**What is needed**
How many lines in the rows below contain the string "instruction"? Reply with the number alone.

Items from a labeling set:
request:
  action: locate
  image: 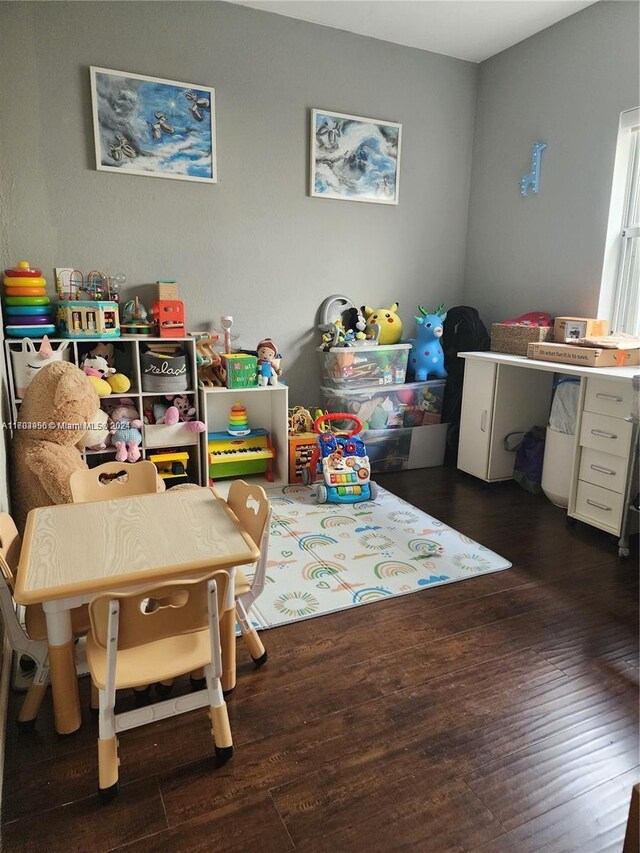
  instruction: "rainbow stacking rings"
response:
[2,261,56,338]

--

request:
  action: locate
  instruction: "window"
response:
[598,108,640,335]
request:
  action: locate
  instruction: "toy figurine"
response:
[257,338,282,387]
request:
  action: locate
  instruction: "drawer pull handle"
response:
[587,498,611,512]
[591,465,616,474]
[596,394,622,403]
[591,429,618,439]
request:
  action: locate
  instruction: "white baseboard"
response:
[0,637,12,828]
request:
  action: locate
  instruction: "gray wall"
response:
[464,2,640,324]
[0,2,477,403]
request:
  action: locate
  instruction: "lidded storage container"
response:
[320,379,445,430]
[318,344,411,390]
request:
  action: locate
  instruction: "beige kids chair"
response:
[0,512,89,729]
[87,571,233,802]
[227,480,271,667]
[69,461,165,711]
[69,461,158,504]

**Full output**
8